Provided data Block Start
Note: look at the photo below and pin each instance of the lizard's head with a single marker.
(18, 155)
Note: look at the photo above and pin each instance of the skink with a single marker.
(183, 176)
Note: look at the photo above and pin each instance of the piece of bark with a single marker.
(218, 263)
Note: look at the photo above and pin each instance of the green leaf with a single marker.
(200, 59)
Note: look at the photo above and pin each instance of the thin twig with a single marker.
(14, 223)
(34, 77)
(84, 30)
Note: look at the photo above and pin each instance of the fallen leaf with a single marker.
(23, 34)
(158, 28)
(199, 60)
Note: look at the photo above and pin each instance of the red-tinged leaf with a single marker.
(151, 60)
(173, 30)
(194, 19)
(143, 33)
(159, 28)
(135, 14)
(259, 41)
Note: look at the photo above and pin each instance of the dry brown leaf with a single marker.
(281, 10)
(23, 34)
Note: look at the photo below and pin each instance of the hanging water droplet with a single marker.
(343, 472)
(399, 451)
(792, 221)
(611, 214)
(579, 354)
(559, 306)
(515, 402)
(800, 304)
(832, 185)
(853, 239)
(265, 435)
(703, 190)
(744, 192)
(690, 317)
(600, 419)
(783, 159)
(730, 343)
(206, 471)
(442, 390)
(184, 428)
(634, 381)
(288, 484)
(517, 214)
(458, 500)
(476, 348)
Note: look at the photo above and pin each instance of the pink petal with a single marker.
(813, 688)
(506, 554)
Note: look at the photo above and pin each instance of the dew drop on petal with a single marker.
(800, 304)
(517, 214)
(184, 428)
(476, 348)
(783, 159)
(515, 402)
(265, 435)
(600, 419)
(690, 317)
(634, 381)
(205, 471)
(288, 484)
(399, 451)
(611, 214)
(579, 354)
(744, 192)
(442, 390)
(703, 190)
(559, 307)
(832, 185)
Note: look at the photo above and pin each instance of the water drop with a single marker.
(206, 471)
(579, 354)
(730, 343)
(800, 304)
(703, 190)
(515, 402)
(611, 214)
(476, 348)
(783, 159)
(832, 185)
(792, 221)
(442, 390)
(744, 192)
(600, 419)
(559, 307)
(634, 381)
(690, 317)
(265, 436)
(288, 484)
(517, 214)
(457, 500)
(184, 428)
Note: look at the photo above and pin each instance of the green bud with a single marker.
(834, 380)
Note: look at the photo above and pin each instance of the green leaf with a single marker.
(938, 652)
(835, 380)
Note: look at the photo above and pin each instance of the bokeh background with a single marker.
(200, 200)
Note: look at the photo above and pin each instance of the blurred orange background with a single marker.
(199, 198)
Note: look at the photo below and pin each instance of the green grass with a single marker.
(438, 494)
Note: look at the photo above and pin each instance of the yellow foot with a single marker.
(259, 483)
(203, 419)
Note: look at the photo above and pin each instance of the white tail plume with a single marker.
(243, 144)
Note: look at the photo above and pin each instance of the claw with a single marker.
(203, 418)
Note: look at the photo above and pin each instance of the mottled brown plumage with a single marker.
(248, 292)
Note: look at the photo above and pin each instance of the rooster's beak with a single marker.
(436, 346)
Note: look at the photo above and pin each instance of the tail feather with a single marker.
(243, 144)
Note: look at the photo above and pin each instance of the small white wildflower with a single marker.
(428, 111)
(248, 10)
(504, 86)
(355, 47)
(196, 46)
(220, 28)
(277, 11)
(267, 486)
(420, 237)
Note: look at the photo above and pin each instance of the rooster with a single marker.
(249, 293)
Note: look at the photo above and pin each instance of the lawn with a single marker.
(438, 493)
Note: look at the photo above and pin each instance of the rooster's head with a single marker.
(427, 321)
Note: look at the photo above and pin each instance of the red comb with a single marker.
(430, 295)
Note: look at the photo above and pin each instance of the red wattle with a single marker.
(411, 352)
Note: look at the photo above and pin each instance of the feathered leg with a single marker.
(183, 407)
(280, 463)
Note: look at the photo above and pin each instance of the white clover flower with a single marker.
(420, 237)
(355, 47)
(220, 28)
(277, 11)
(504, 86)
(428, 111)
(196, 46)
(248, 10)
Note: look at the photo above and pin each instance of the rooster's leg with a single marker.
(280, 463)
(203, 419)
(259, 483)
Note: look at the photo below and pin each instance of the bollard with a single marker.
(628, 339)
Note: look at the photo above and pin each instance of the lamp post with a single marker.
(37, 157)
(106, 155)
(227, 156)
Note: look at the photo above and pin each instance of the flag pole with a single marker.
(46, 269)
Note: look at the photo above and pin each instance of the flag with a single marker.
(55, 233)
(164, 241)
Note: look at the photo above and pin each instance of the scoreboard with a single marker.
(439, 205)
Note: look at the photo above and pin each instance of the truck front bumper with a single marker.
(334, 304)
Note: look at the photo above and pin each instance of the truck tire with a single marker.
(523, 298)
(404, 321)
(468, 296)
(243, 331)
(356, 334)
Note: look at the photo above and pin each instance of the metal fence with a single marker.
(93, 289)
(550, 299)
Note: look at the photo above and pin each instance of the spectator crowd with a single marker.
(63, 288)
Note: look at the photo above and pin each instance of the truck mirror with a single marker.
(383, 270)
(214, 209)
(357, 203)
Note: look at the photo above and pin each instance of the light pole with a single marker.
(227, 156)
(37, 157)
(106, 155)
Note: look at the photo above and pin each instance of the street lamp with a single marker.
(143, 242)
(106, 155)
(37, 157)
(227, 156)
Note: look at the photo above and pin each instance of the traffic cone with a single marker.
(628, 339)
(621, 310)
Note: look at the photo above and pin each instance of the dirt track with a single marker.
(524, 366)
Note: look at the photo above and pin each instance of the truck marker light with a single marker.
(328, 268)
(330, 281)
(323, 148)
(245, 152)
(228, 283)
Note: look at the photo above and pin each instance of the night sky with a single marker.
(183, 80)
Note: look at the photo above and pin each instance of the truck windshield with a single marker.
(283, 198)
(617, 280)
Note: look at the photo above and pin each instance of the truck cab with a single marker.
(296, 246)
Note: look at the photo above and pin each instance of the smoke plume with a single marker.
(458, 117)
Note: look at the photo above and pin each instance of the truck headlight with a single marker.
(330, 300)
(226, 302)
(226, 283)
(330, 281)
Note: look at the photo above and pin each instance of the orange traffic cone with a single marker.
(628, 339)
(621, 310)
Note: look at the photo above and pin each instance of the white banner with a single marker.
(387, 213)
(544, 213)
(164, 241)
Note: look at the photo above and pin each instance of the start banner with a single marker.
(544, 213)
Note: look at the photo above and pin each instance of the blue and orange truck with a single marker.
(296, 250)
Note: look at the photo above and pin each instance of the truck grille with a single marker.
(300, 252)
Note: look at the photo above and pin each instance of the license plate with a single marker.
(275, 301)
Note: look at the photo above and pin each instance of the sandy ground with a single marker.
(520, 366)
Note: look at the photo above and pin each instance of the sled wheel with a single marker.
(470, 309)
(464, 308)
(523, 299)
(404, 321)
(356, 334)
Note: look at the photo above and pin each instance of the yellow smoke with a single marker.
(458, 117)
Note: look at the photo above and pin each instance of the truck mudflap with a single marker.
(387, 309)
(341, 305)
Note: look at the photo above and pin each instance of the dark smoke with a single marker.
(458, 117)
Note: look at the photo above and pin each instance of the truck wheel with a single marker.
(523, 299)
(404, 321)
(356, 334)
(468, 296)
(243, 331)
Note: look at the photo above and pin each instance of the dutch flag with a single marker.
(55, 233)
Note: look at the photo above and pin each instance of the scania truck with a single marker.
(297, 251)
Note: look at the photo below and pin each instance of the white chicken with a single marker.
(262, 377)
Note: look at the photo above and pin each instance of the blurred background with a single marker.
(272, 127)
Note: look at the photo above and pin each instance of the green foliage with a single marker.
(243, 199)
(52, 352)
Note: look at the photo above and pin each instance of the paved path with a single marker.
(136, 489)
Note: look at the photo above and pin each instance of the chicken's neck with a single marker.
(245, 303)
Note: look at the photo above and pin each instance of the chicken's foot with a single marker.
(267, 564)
Provided data Block End
## Your instructions
Reproduce every entry above so that each one matches its source exactly.

## Exercise response
Note: look at the photo below and pin each instance of the lizard's head with a single marker.
(18, 155)
Note: look at the photo above and pin each instance of the skink with a single marker.
(183, 176)
Note: look at the photo above and pin each instance of the piece of bark with a single marker.
(218, 263)
Note: look at the photo above and pin each instance of the green leaf with a single marker.
(200, 59)
Note: look at the photo above and pin each instance of the thin twig with a single marker.
(14, 223)
(34, 77)
(84, 30)
Note: look at the photo above and pin each instance of the fallen leaf with a single marker.
(23, 34)
(158, 28)
(199, 60)
Note: look at the photo above and pin each instance of the red-tinged leaf with a single marker.
(151, 60)
(173, 30)
(194, 19)
(143, 33)
(159, 28)
(135, 14)
(259, 41)
Note: look at the photo above and pin each instance of the dry brown leaf with a single marker.
(281, 10)
(23, 34)
Note: look at the photo below and pin each instance of the hanging water droplet with a single marker.
(343, 472)
(399, 451)
(792, 221)
(611, 214)
(579, 354)
(559, 306)
(515, 402)
(800, 304)
(832, 185)
(853, 239)
(265, 435)
(703, 190)
(744, 192)
(690, 317)
(600, 419)
(783, 159)
(730, 343)
(206, 471)
(442, 390)
(184, 428)
(634, 381)
(288, 484)
(517, 214)
(458, 500)
(476, 348)
Note: look at the photo above and pin each instance of the pink petal with a single marker.
(813, 688)
(506, 554)
Note: look at the photo above and pin each instance of the dew drop on petal with a single marker.
(800, 304)
(517, 214)
(184, 428)
(476, 348)
(783, 159)
(515, 402)
(265, 435)
(600, 419)
(690, 317)
(634, 381)
(205, 471)
(288, 484)
(399, 451)
(611, 214)
(579, 354)
(744, 192)
(442, 390)
(703, 190)
(559, 307)
(832, 185)
Note: look at the photo above and pin each instance of the water drop with a single marker.
(206, 471)
(579, 354)
(730, 343)
(800, 304)
(703, 190)
(515, 402)
(611, 214)
(476, 348)
(783, 159)
(832, 185)
(792, 221)
(442, 390)
(744, 192)
(600, 419)
(559, 307)
(634, 381)
(690, 317)
(265, 436)
(288, 484)
(517, 214)
(457, 500)
(184, 428)
Note: look at the photo above and pin each instance of the green bud with a single marker.
(834, 380)
Note: look at the photo above and pin each instance of the green leaf with a single marker.
(938, 652)
(835, 380)
Note: look at the photo above and pin each instance of the bokeh background with a single marker.
(200, 200)
Note: look at the photo above and pin each instance of the blurred orange background with a single marker.
(199, 198)
Note: look at the photo below and pin each instance of the green grass with a single marker.
(438, 494)
Note: look at the photo above and pin each instance of the yellow foot with a single marker.
(259, 483)
(203, 419)
Note: look at the photo above and pin each instance of the white tail plume with a single marker.
(243, 144)
Note: look at the photo above and pin each instance of the claw with a single marker.
(203, 418)
Note: look at the photo above and pin each instance of the mottled brown plumage with a single marker.
(248, 292)
Note: look at the photo above and pin each instance of the rooster's beak with a single marker.
(436, 346)
Note: look at the photo above and pin each instance of the tail feather with a single marker.
(243, 144)
Note: look at the photo above and pin each instance of the small white wildflower with a single marker.
(428, 111)
(248, 10)
(504, 86)
(355, 47)
(196, 46)
(220, 28)
(277, 11)
(267, 486)
(420, 237)
Note: look at the photo above and pin each instance of the rooster with a single marker.
(249, 293)
Note: look at the photo above and pin each instance of the lawn with a single marker.
(438, 493)
Note: look at the photo above and pin each instance of the rooster's head with a single marker.
(427, 321)
Note: look at the photo above and pin each instance of the red comb with a single marker.
(430, 295)
Note: look at the photo above and pin each instance of the red wattle with a single marker.
(411, 352)
Note: look at the photo above and pin each instance of the feathered leg with a single marker.
(183, 407)
(280, 463)
Note: look at the photo above and pin each instance of the white clover flower with a single marker.
(420, 237)
(355, 47)
(220, 28)
(277, 11)
(504, 86)
(428, 111)
(196, 46)
(248, 10)
Note: look at the photo above and pin each instance of the rooster's leg with a single marker.
(280, 463)
(203, 419)
(259, 483)
Note: look at the photo below and pin each instance of the bollard with a single marker.
(628, 339)
Note: look at the photo above and pin each instance of the lamp post with a single marker.
(37, 157)
(106, 155)
(227, 156)
Note: look at the photo above and pin each instance of the flag pole with a single marker.
(46, 269)
Note: look at the photo above and pin each instance of the flag with a single marker.
(55, 233)
(164, 241)
Note: look at the photo above and pin each instance of the scoreboard with a single marker.
(439, 205)
Note: look at the photo above and pin each instance of the truck front bumper with a single marker.
(334, 304)
Note: look at the photo above and pin each instance of the truck tire with a single marker.
(523, 298)
(404, 321)
(468, 296)
(243, 331)
(356, 334)
Note: look at the photo above and pin each instance of the metal fence with a single marker.
(93, 289)
(550, 299)
Note: look at the photo above and pin each instance of the spectator crowd with a single marker.
(63, 288)
Note: look at the photo above and pin each instance of the truck mirror with a single marker.
(383, 270)
(214, 209)
(357, 203)
Note: look at the photo above and pin each instance of the light pole with a single marker.
(227, 156)
(37, 157)
(106, 155)
Note: look at the photo above and pin each instance of the street lamp with a single marker.
(143, 242)
(106, 155)
(37, 157)
(227, 156)
Note: look at the photo above and pin each instance of the traffic cone with a single marker.
(628, 339)
(621, 310)
Note: look at the photo above and pin each instance of the dirt track with a single marker.
(524, 366)
Note: look at the photo above and pin each instance of the truck marker light with a single marker.
(328, 268)
(330, 281)
(323, 148)
(245, 152)
(228, 283)
Note: look at the photo above and pin each instance of the night sky with a single marker.
(183, 80)
Note: look at the photo above and pin each instance of the truck windshield with a single marker.
(283, 198)
(617, 280)
Note: look at the photo above and pin each instance of the truck cab with a single marker.
(296, 246)
Note: look at the photo above and pin each instance of the smoke plume with a single marker.
(458, 117)
Note: look at the photo above and pin each instance of the truck headlight with a single marker.
(330, 300)
(226, 302)
(226, 283)
(330, 281)
Note: look at the photo above and pin each instance of the orange traffic cone with a single marker.
(628, 339)
(621, 310)
Note: look at the photo above and pin each instance of the white banner with a single marker.
(387, 213)
(544, 213)
(164, 241)
Note: look at the photo above and pin each instance of the start banner with a single marker.
(544, 213)
Note: look at the photo above and pin each instance of the blue and orange truck with a single marker.
(296, 250)
Note: look at the photo above and pin each instance of the truck grille with a single marker.
(300, 252)
Note: look at the photo above and pin each instance of the license plate with a single marker.
(275, 301)
Note: look at the photo above and pin each instance of the sandy ground with a single marker.
(520, 366)
Note: look at the photo above and pin each instance of the sled wheel with a single marker.
(470, 309)
(464, 308)
(523, 299)
(404, 321)
(356, 334)
Note: look at the photo above and pin each instance of the yellow smoke with a single marker.
(458, 117)
Note: look at the photo above and pin each instance of the truck mudflap with a single marker.
(387, 309)
(341, 305)
Note: look at the photo above and pin each instance of the dark smoke with a single marker.
(458, 117)
Note: look at the photo above and pin each instance of the truck wheel with a single marker.
(523, 299)
(404, 321)
(356, 334)
(468, 296)
(243, 331)
Note: look at the photo above and pin each instance of the dutch flag with a single marker.
(55, 233)
Note: look at the photo above and pin each instance of the scania truck with a single marker.
(297, 251)
Note: look at the photo below and pin each instance of the white chicken with a single marker.
(262, 377)
Note: look at the photo above and pin each instance of the blurred background with a single marker.
(272, 127)
Note: look at the photo above and pin each instance of the green foliage with a single marker.
(243, 199)
(52, 352)
Note: look at the photo above and pin each instance of the paved path with a single marker.
(136, 489)
Note: look at the photo above and pin each instance of the chicken's neck with a single marker.
(245, 303)
Note: look at the photo above and pin each instance of the chicken's foot with a single marker.
(267, 564)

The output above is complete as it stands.